Fragmento:
En esta situación, los políticos españoles no pudieron resistirse a la tentación de adoptar prácticas económicas y fiscales predatorias en su colonia cubana, a pesar del malestar y el rechazo que con toda certeza habían de provocar. Los impuestos que recibía de Cuba, principalmente en forma de obligaciones sobre importaciones y exportaciones, eran como una droga a la que el erario español se hizo adicto, de forma muy parecida a como los envíos de lingotes de plata de México y Perú habían creado hábito en los Gobiernos españoles de épocas anteriores[12].
Los altos aranceles y cuotas sobre productos norteamericanos y de otros países produjeron ganancias para Madrid, pero deformaron el comercio de Cuba al obligar a los cubanos a comprar bienes fabricados en la Península, incluso siendo éstos de inferior calidad a los producidos en otros países de América o del resto del mundo. Además, los españoles adquirían a cambio pocos productos cubanos. El resultado fue un déficit comercial crónico de Cuba con España: en 1893, los cubanos compraron a los españoles bienes valorados en 24,3 millones de pesos, pero sus ventas a España sólo alcanzaron un valor de 5,2 millones de pesos[13]. Una diferencia de este calibre era deseable desde el punto de vista de la potencia colonizadora; era, de hecho, un rasgo esencial de un imperialismo económico exitoso. España había convertido a Cuba en un mercado cautivo de los bienes españoles y esto ayudaba a los productores y trabajadores españoles y fomentaba el apoyo al imperio en España, pero la relación colonial irritaba a los cubanos, incluso a aquéllos que albergaban un amor incondicional hacia la madre patria[14].
El Gobierno español sabía que las quejas cubanas estaban bien fundadas. El 24 de marzo de 1865, Antonio María Fabié, en su juventud funcionario del ministerio colonial, pronunció en el Congreso español un discurso en el que demostraba un sólido conocimiento de la situación en la isla. Según Fabié, en Cuba existía un número considerable de nuevos ricos, profesionales e intelectuales, grupos que, tarde o temprano, exigirían su parte en el poder político. El Gobierno tenía que encontrar una forma de ofrecer «la debida satisfacción a aquellas aspiraciones políticas que si son legítimas, si son justas, triunfarán al cabo». Por desgracia, ningún Gobierno español se mostró dispuesto a conceder a Cuba alguna medida de justicia significativa[15].

Información mostrada:

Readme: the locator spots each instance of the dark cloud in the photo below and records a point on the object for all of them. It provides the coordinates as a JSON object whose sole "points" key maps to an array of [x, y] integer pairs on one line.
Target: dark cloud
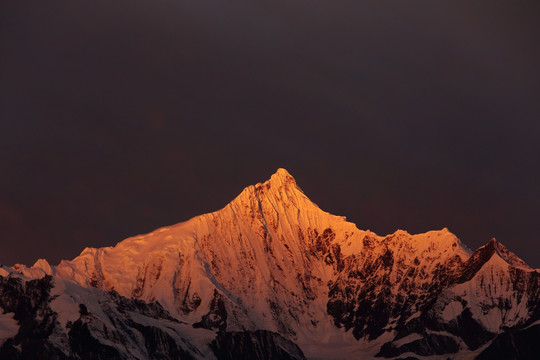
{"points": [[119, 117]]}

Ejercicio 1:
Según el fragmento, ¿qué valor alcanzaron en 1893 las ventas de Cuba a España?
Ejercicio 2:
¿Puedes transcribir el fragmento tal cual, desde "En esta situación, los" hasta "de épocas anteriores[12]."?
El listado es un material independiente del fragmento.

Tu solución 1:
5,2 millones de pesos.

Tu solución 2:
En esta situación, los políticos españoles no pudieron resistirse a la tentación de adoptar prácticas económicas y fiscales predatorias en su colonia cubana, a pesar del malestar y el rechazo que con toda certeza habían de provocar. Los impuestos que recibía de Cuba, principalmente en forma de obligaciones sobre importaciones y exportaciones, eran como una droga a la que el erario español se hizo adicto, de forma muy parecida a como los envíos de lingotes de plata de México y Perú habían creado hábito en los Gobiernos españoles de épocas anteriores[12].